PROVIDED PASSAGE –
....................

The day has come for me to shake ‘the norm’ of post-graduate life. It is also a time to pursue a dream that many climbers fantasize about but very very few muster the courage to commit to. I mean that in a matter-of-fact and sympathetic way. Everyone has their reasons, obviously ‘the system’ is supposed to be enticing and comfortable and easy to get sucked into and even easier to stay sucked in. Honestly, I don’t blame anyone for more or less selling (or trading) their dreams for a family and a desk. It’s just not the life I want, not now anyway.
Did they get you to trade your heroes for ghosts? Hot ashes for trees? Hot air for a cool breeze? Cold comfort for change? Did you exchange a walk on part in the war for a lead role in the cage?
For a little background, there is a whole other realm as to why I’m embarking on this journey. A lot of it has to do with socio-political strife and disparity in the accepted ethics of my chosen field and the way I was trained (as a psychotherapist). I’d like to keep this blog on the lighter side and focus on the joy, freedom, and fulfillment climbing brings me. Of course I’ll be sharing plenty of tips and lessons learned along the way, but if you want to hear the longer, grittier version of this manifesto, then follow these instructions:
Send an email to firstname.lastname@example.org
Meet me at one of the wonderful crags in the southeast U.S.
Adornments of food, beer, and good stories are welcomed.
Climb, camp, and hang out.
Let the comradery ensue.

....................

DATA RECORDS –

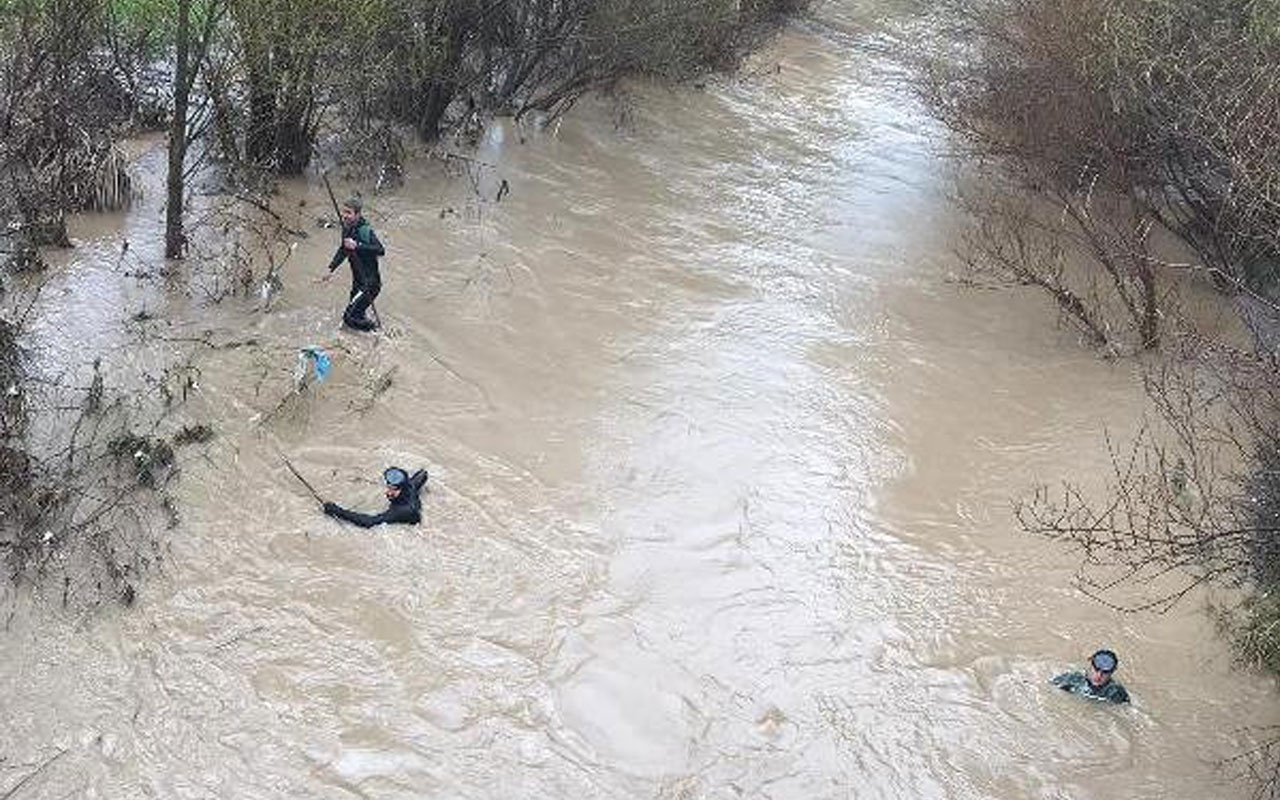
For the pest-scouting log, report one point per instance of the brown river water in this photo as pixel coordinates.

....................

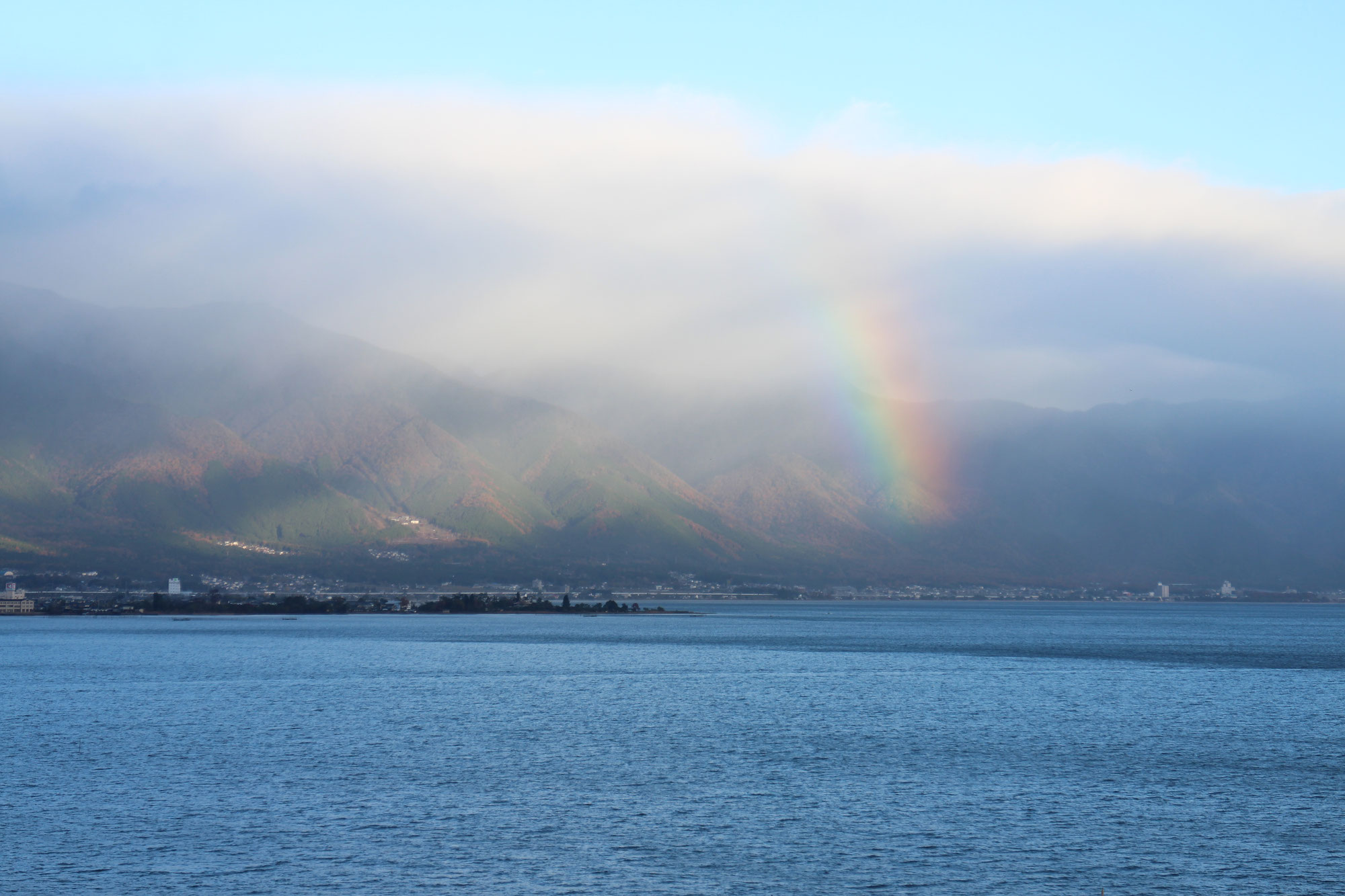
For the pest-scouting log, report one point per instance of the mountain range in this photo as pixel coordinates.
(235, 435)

....................

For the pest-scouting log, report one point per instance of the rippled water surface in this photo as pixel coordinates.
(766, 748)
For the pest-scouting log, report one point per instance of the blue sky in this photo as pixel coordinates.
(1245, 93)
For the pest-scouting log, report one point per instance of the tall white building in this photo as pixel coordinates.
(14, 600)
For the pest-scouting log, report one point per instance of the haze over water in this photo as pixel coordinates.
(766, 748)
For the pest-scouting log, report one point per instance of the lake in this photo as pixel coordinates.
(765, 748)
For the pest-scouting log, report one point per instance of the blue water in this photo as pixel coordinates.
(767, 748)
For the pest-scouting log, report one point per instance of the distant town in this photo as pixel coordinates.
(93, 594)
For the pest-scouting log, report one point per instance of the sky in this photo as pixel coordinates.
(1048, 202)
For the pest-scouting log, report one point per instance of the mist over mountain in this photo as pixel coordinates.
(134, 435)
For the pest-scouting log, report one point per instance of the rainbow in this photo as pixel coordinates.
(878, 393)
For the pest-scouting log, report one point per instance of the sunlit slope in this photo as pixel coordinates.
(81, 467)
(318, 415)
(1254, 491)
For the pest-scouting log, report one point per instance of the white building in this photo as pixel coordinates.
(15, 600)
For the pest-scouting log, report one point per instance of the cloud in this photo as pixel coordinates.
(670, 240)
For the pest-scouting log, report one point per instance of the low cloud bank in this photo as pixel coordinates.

....................

WORK TO BE COMPLETED – Write out the passage of the climbing blog post above from "For a little" up to and including "the southeast U.S.", word for word.

TASK RESULT –
For a little background, there is a whole other realm as to why I’m embarking on this journey. A lot of it has to do with socio-political strife and disparity in the accepted ethics of my chosen field and the way I was trained (as a psychotherapist). I’d like to keep this blog on the lighter side and focus on the joy, freedom, and fulfillment climbing brings me. Of course I’ll be sharing plenty of tips and lessons learned along the way, but if you want to hear the longer, grittier version of this manifesto, then follow these instructions:
Send an email to firstname.lastname@example.org
Meet me at one of the wonderful crags in the southeast U.S.